# [Task requirements]
Each entry below is to be printed verbatim.

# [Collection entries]

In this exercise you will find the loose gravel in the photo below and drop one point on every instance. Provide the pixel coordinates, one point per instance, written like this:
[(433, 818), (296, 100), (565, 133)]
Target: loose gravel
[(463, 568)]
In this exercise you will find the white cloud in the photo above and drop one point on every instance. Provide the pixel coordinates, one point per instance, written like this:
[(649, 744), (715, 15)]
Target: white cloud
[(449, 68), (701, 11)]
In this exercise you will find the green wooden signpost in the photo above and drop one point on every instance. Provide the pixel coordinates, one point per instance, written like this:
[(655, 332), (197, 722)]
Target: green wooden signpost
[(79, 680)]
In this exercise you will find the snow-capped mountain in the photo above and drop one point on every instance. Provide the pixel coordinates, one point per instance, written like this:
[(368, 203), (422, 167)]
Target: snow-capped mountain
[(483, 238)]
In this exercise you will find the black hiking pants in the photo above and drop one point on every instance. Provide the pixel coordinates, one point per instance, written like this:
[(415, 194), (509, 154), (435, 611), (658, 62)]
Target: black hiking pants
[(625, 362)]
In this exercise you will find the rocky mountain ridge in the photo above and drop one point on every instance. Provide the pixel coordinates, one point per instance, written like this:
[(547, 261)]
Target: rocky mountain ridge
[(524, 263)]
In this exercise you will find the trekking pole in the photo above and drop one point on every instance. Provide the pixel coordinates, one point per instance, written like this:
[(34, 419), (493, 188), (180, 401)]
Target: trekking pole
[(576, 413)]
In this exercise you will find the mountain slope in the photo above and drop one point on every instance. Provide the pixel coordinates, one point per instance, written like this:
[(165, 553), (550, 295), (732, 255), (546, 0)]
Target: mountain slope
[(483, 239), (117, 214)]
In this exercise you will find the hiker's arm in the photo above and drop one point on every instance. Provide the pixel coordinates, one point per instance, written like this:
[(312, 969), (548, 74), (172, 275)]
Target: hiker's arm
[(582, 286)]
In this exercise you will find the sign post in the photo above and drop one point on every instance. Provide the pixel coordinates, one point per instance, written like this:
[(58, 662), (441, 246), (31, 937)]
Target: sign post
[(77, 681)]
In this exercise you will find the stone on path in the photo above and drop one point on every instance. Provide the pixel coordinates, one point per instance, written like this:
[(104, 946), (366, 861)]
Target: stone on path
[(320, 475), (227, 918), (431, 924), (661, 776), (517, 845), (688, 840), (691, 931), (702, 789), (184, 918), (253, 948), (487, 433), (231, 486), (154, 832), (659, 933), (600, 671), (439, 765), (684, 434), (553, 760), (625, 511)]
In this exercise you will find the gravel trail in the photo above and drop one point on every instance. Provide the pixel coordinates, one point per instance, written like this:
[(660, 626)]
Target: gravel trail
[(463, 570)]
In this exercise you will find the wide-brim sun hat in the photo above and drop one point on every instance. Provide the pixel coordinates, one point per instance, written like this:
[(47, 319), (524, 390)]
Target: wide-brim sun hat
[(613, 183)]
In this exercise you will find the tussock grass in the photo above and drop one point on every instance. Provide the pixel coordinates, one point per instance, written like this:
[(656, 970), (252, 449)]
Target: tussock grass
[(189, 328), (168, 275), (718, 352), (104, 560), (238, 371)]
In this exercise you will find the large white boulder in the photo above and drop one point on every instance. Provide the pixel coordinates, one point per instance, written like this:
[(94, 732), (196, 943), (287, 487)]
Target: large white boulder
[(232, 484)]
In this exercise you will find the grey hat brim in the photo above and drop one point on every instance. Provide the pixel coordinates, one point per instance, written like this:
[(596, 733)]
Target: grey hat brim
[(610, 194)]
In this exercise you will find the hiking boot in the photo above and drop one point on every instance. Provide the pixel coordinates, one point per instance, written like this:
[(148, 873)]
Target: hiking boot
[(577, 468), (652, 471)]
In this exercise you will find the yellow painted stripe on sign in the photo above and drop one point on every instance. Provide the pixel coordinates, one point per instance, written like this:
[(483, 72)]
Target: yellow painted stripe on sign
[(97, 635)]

# [Answer to this task]
In this exercise you will find the loose gravel in the photo below and drop one point on every instance. Provide the pixel coordinates, one point per instance, written like this:
[(433, 818), (296, 100), (565, 133)]
Target: loose gravel
[(463, 568)]
In this exercise you will find the white cloud in the photo above and drop one point on every instance. Provide the pixel coordinates, one point per instance, written like this:
[(649, 744), (715, 15)]
Target: white cloud
[(449, 68), (701, 11)]
In this exercise you will find the green wooden signpost in the photo above and drop one point on every instance. Provide the pixel coordinates, one point per instance, written like this:
[(655, 332), (197, 722)]
Target: green wooden signpost
[(79, 680)]
In this exercise you will find the snow-capped mountain in the photo above and drop one point on every instance. Provide the pixel coordinates, one point per instance, written like this:
[(368, 203), (422, 167)]
Target: snow-capped mountain
[(483, 238)]
In this exercise you will find the black hiking pants in the photo above and drop one point on every instance. Provide the pixel coordinates, one point per instance, written like this:
[(415, 194), (509, 154), (435, 611), (658, 62)]
Target: black hiking pants
[(625, 362)]
In this exercise you will find the rocky mountain ridge in the photo above and drop one point on every instance. Provide the pixel coordinates, one point per instance, written like this:
[(547, 261)]
Target: rocky mountain ridge
[(524, 263)]
In this exercise you will find the trekking pole in the photo above and drop one point on every instance. Provide the pixel coordinates, one point per instance, written like this:
[(34, 419), (493, 188), (180, 401)]
Target: trekking pole
[(576, 413)]
In this exercise you will find the mountain slope in the photo above and drop one point on every instance. Provide the pixel coordinates, one point per instance, written like this:
[(165, 553), (550, 295), (732, 255), (546, 0)]
Target: mountain slope
[(483, 239), (117, 214)]
In this exercise you will find the hiker's arm in the photo above and drop one point on every instance. Provide the pixel coordinates, one point per instance, written like this:
[(312, 969), (548, 74), (172, 275)]
Target: hiker's arm
[(582, 286)]
In this exercise you will find the sign post in the photo above and drop one point on every instance. Provide the pixel coordinates, one point per instance, written like this:
[(58, 662), (441, 246), (31, 937)]
Target: sign post
[(77, 681)]
In this exercise you will find the stone on path in the photo above and drop one point on every instance. Provide the pixel coordinates, one point per instance, written like this:
[(104, 946), (366, 861)]
Target: stone on path
[(320, 475), (227, 918), (431, 924), (661, 776), (517, 845), (688, 840), (691, 931), (702, 789), (184, 918), (253, 948), (487, 433), (231, 486), (154, 832), (659, 933), (600, 671), (439, 765), (684, 434), (553, 760), (625, 511)]
In this exercise you will find the gravel trail in the photo above and drop one point on every instance. Provide the pixel coordinates, one point per instance, written like this:
[(660, 626)]
Target: gravel trail
[(463, 570)]
In this exercise you will find the wide-brim sun hat in the photo above and drop one point on every instance. Provide the pixel coordinates, one point per instance, written like this:
[(47, 319), (524, 390)]
Target: wide-brim sun hat
[(613, 183)]
In this exercise you will find the tussock grass in the photo above and drop one point on every instance. Provide the pixel coordinates, one point per instance, written like this:
[(656, 970), (252, 449)]
Target: tussock grass
[(189, 328), (168, 275), (718, 352), (104, 560), (238, 371)]
In this exercise you will find the large white boulder in the photo above and drop one point on every instance. Provide the pixel coordinates, one point per instance, written like this:
[(94, 732), (196, 943), (287, 487)]
Target: large white boulder
[(232, 484)]
In this exercise you will find the grey hat brim in the photo above and drop one point on every instance. Provide the pixel coordinates, one point per instance, written like this:
[(596, 733)]
Target: grey hat brim
[(610, 194)]
In this exercise you will find the hiking boot in the photo above and drop one point on every instance. Provide the pixel coordinates, one point per instance, written like this:
[(148, 873)]
Target: hiking boot
[(577, 468), (652, 471)]
In this exercise you will find the yellow painted stripe on sign in the photo above and drop one point on every instance. Provide the pixel coordinates, one point per instance, written like this:
[(483, 72)]
Target: yellow painted stripe on sign
[(97, 635)]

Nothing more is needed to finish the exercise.